- [SUPPLIED TEXT]:
[start]

Butler joined his family antiques business in 1963 but his interest in wine accessories started in 1976 when he was asked to assemble a collection of historic pieces for an exhibition to celebrate the diamond jubilee of the British Antique Dealers’ Association.

Anyone who has wondered how to know a helix (spiral part of a corkscrew) from a hogget (rounded-end decanter that cannot be put down) or a cellaret from a cistern should find the answer here. It is a beautiful, intriguing and practical book that plots the history of wine paraphernalia over almost four centuries, during which time Britain has been established as the epicentre of the wine trade.

Since the only museum with a big collection of wine accessories (Harveys in Bristol) was closed in 2002, this book fills a valuable illustrative gap with more than 700 colour images. As an example, plain undecorated decanters — often most favoured by wine enthusiasts — are depicted only pages away from those with wonderful cut decoration that allows refracted light to glisten through the wine.

Butler sets each accessory in its context. He considers why 18th-century wine glasses were so small compared with modern ones. It was not because people imbibed less. During the Georgian era, glasses were not placed on the table but kept by servants on a side table, which later became the sideboard. During dinner, drinking wine was restricted to occasions when a toast was proposed. A footman would then bring a fully charged glass to each diner and the contents taken in a single draught. Hence the smaller size.

The horseshoe table placed near the fire was developed to place wine after dinner. Such bottles would be placed in a trolley or double coaster that would circulate between gentlemen.

The bottle or decanter slide or stand, as coasters were known pre-1898, became popular in the 1760s to protect the decanter and stop wine dribbles staining. The art of the silversmith, notably in the Rococo fashion, yielded wonderfully stylised vine foliage, while the development of wooden, pewter, horn, glass, leather and even papier-mâché for coasters is often forgotten.

For practicality, the wine funnel makes an ideal but neglected item. While silver ones are well known, although rarely found pre-1700, ceramic examples can be enchanting. Worcester made polychrome funnels with Chinese decoration in the mid-1750s. Butler has also found glass ones.

The Single Bottle Act of 1861 allowed the sale of individual bottles and, as a result, the introduction of printed wine labels. Before then, bin labels revealed a wine’s origin. Many were generic (claret, sherry) but some stated the estate name (such as Lafite 1848). The earliest were made of lead with white-painted letters against metal, but this changed to tin-glazed earthenware by the mid to late 18th century.

Wine labels were first used in the 1730s after the horizontal binning of bottles. Today some of the names seem unusual, like Mountain (hinterland of Málaga, which was a source of sweet wine for Nelson’s fleet), Neece (presumably a phonetic spelling of Nice) and Bushby (whose origin is still unknown). Formerly called bottle tickets, usually in silver, many attest to the popularity of Portuguese wine, such as Bucellas and Lisbon. Misspelling was not unusual ("champaigne").

[end]

- [ITEMS]:
[start]

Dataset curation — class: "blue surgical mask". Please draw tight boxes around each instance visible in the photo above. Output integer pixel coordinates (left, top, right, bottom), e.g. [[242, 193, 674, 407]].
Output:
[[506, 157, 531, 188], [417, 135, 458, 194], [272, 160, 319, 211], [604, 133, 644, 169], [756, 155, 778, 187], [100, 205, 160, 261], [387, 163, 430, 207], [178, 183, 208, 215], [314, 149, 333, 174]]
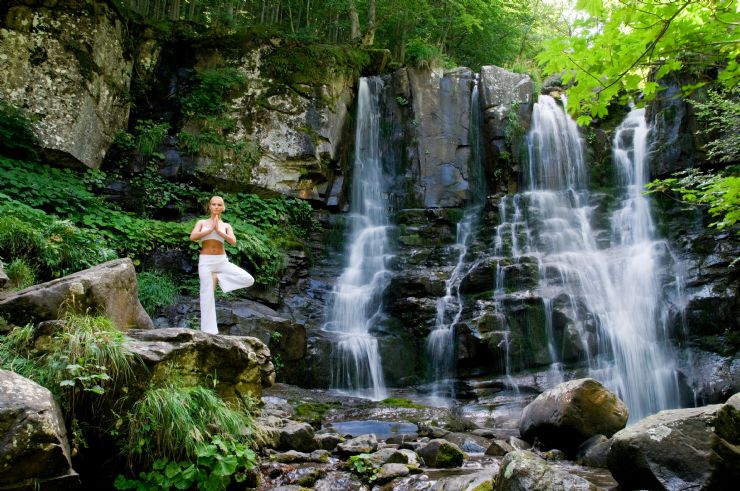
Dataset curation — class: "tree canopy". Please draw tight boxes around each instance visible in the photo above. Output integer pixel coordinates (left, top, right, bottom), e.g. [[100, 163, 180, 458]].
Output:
[[538, 0, 740, 124]]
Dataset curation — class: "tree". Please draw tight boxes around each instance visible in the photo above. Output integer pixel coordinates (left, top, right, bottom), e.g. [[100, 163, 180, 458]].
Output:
[[538, 0, 740, 125]]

[end]

- [TASKS TO PERFORM]:
1/ In the wine accessories review above, what were coasters called before 1898?
2/ Write the next part of the wine accessories review, starting after its final sentence.

- [ANSWERS PER TASK]:
1/ Bottle or decanter slides or stands.

2/
For the collector, the section on fakes and forgeries should be required reading before buying. A silver label for Madeira, the most commonly found, may be "improved" by filling the engraved name with silver solder and re-engraving it with a more collectable name. It can be detected by breathing heavily on a cold label: the solder will appear lighter than its surroundings but detection is more difficult if it has been electroplated.

Robin Butler’s new book displays impeccable scholarship combined with outstanding book production. David Peppercorn MW

Read full review by David Peppercorn MW

Book reviews come in many shapes and sizes. Sometimes they are essays on the subject of the book, more, or perhaps less, informative on the actual quality of the work in question. Others tell you, in some detail, what is actually in the book, but give little idea of the reviewer’s actual opinions. Others again go to town on the minutiae that may have escaped the eagle eye of the editor or proof-reader. I would certainly not be the right person on this last aspect!

What I can report is that Robin Butler’s new book displays impeccable scholarship combined with outstanding book production. Brown & Brown and their printers BPS, both in Suffolk, England deserve the highest praise. The illustrations—all compiled and researched by the author and all in color—are of the highest quality and perfectly complement the text. Yet the book remains comfortable to handle despite the heavy paper required to ensure the quality of the picture reproduction. This is achieved by using soft covers but protecting the book in a box—a very practical solution, since the book is far heavier than its 288 pages would lead you to suspect.

Apart from chapters on the obvious things—bottles, corkscrews, decanters, and glasses—there are very informative chapters on more esoteric items such as bin labels, tasters, wine coolers, wine funnels, wine labels, coasters, and decanter trolleys, as well as a salutary warning about fakes. Some of the most beautiful furniture ever designed were specialist tables at which to take wine, where decanters might circulate, sometimes on brass rails.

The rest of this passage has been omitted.